═══ Task input

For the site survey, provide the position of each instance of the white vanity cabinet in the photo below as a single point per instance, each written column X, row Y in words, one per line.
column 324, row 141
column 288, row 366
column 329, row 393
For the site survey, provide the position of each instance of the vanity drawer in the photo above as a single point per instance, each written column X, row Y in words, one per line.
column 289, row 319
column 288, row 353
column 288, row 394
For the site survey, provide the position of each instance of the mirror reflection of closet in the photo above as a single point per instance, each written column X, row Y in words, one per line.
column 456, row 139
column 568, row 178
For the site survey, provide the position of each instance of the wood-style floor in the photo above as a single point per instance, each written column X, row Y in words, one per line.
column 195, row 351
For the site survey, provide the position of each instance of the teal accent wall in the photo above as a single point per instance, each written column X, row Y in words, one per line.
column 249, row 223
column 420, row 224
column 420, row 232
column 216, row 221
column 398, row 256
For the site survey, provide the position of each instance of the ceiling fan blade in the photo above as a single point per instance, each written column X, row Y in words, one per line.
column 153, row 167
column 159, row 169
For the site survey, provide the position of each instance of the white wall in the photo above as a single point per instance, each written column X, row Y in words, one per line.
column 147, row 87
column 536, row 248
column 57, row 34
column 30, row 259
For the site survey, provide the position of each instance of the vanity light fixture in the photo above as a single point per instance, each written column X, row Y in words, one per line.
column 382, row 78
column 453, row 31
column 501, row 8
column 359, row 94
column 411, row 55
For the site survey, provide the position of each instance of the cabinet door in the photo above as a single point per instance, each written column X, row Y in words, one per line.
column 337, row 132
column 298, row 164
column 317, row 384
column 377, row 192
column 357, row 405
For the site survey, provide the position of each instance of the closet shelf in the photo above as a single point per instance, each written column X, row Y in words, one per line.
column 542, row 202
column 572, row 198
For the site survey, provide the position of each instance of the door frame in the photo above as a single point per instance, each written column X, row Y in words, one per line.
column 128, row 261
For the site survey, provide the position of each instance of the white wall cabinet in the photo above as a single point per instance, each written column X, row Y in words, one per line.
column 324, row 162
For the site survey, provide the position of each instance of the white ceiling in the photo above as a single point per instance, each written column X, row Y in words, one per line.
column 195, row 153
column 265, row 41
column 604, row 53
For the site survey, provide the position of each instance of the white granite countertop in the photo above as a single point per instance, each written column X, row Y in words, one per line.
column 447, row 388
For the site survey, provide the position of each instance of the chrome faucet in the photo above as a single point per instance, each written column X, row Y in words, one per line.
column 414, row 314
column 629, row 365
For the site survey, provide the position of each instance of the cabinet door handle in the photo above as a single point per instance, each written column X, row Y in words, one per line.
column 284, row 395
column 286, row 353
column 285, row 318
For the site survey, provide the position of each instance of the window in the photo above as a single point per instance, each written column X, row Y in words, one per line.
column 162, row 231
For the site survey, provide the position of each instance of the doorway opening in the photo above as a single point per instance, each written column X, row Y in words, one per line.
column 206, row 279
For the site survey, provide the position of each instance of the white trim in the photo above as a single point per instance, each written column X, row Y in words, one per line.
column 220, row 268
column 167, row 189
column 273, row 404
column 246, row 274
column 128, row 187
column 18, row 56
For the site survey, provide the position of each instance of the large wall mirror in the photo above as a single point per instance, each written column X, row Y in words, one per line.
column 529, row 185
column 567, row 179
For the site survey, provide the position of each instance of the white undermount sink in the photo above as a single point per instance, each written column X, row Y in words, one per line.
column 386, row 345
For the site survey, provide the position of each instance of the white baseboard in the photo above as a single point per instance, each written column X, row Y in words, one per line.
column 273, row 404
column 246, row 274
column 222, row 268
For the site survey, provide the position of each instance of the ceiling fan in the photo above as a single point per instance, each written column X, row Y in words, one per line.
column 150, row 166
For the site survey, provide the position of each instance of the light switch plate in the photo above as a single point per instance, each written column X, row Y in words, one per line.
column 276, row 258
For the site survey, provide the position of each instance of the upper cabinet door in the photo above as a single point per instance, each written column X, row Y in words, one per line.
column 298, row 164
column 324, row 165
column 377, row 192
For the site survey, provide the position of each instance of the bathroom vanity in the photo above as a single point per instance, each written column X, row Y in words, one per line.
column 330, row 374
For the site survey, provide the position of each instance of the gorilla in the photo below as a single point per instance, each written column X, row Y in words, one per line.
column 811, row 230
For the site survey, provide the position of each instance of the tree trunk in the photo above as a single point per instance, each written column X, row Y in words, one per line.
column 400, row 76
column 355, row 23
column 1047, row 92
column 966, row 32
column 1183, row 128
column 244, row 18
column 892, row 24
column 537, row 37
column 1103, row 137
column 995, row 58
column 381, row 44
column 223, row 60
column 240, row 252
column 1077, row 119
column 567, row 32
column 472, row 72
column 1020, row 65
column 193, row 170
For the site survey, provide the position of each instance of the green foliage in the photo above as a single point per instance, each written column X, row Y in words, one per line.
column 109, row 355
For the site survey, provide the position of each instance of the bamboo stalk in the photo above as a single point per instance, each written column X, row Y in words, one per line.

══════

Exercise directions - Output each line of the entries exactly, so that nothing is lost.

Output of the task -
For the site survey, provide the position of each instance of the white vanity cabinet in the photo below as a single point per instance, each written column X, row Y in words, one per line.
column 324, row 141
column 288, row 366
column 329, row 393
For the site survey, provide the position of each instance of the vanity drawer in the photo above as a single point per instance, each written column X, row Y in words, one per line.
column 289, row 319
column 288, row 353
column 288, row 394
For the site survey, provide the position of each instance of the mirror reflection of closet in the photo above as a single point per instance, each written column X, row Y in words, one per line.
column 456, row 139
column 568, row 178
For the site survey, provide the position of each instance of the wood-style floor in the photo above as a single point per instance, each written column X, row Y in words, one per line.
column 195, row 351
For the site survey, provide the position of each instance of the teal accent wall in the photo above as a single point per instance, each written column X, row Y in words, one per line.
column 249, row 223
column 420, row 224
column 420, row 232
column 216, row 221
column 398, row 256
For the site survey, provide the position of each instance of the ceiling fan blade in the photo above as a single point per instance, each written column X, row Y in words, one per line.
column 153, row 167
column 159, row 169
For the site survey, provide the position of each instance of the white wall in the photo above as a single point per instance, each written column X, row Y in words, one per line.
column 147, row 87
column 536, row 248
column 57, row 34
column 30, row 259
For the site survey, provide the position of each instance of the vanity light fixture in the photo above as a single point per instance, each written column X, row Y in words, one per line.
column 382, row 78
column 453, row 31
column 501, row 8
column 359, row 94
column 411, row 55
For the site survey, provide the position of each instance of the cabinet door in the photo above as a single point per instance, each written column X, row Y in words, one per line.
column 337, row 132
column 298, row 164
column 317, row 384
column 377, row 192
column 357, row 405
For the site survey, provide the position of each instance of the closet shelf in the photo above as a single point per instance, each written column X, row Y in words, one per line.
column 542, row 202
column 572, row 198
For the site survey, provide the position of each instance of the door frame in the photo above as a single point per instance, each written column X, row Y in words, one per line.
column 128, row 261
For the site survey, provide the position of each instance of the white wall cabinet in the photo above as a single point per instance, each written column X, row Y in words, one per line.
column 324, row 162
For the site survey, provide the position of each instance of the white ceiling in the photo above as a single point per instance, each written column X, row Y in words, one per line.
column 195, row 153
column 265, row 41
column 604, row 53
For the site survey, provide the position of each instance of the white granite countertop in the photo above as a single point per instance, each written column X, row Y in words, one per line.
column 447, row 388
For the site survey, provide the position of each instance of the chrome faucet in the photo above as a single point per instance, each written column X, row Y in words, one per line.
column 414, row 314
column 629, row 365
For the site survey, provide the position of each instance of the cabinet door handle in the photo above as a single point per instance, each written column X, row Y in words, one per line.
column 284, row 395
column 286, row 353
column 285, row 318
For the site survey, provide the position of each instance of the window in the photo above as a single point per instance, each written column X, row Y in words, one per line.
column 162, row 231
For the site survey, provide the position of each instance of the doorway opening in the photo above as a single point per instance, each written column X, row Y in words, one per line.
column 206, row 279
For the site survey, provide the position of each instance of the white trim in the photo above as a single point per instance, each written column X, row Y in words, one per line.
column 220, row 268
column 167, row 189
column 273, row 404
column 246, row 274
column 128, row 187
column 18, row 56
For the site survey, provide the position of each instance of the large wall mirror in the photo above as a single point per instance, each written column X, row Y in words, one per line.
column 529, row 185
column 567, row 179
For the site survey, provide the position of each instance of the white undermount sink in the photo above as a single point per instance, each written column X, row Y in words, one per line.
column 386, row 345
For the site survey, provide the position of each instance of the white baseboard in the photo above as a single point per instance, each written column X, row Y in words, one per line.
column 273, row 404
column 246, row 274
column 222, row 268
For the site survey, provide the position of each instance of the ceiling fan in the photo above as a single point per instance, each written column X, row Y in words, one per line.
column 150, row 166
For the site survey, provide the position of each instance of the light switch plate in the photo above as a single point per instance, each written column X, row Y in words, one per line.
column 276, row 258
For the site survey, provide the position of each instance of the upper cabinet door in the photo above as a single point per instance, each written column X, row Y in words, one per line.
column 298, row 164
column 324, row 165
column 377, row 192
For the site survey, provide the position of each instance of the bathroom vanity in the photo above as a single point per instance, each written column X, row Y in words, one per line.
column 330, row 374
For the site survey, provide the position of each instance of the gorilla in the photo below as a single point per instance, each written column X, row Y in words, one per line.
column 811, row 230
For the site survey, provide the position of each instance of the tree trunk in the photo above as a single point per instance, each written column X, row Y in words, one per line.
column 400, row 76
column 355, row 23
column 1047, row 92
column 966, row 32
column 1183, row 128
column 244, row 18
column 892, row 24
column 537, row 37
column 1103, row 137
column 995, row 58
column 381, row 44
column 223, row 60
column 240, row 252
column 1077, row 119
column 567, row 32
column 472, row 72
column 1020, row 65
column 193, row 170
For the site survey, provide the position of each instance of the green foliage in the photo above as a single point per instance, each written column X, row Y in words, one per line.
column 109, row 355
For the site survey, provide the position of each instance of the bamboo stalk in the photo above as a single point per instance, each written column X, row Y in words, one per line.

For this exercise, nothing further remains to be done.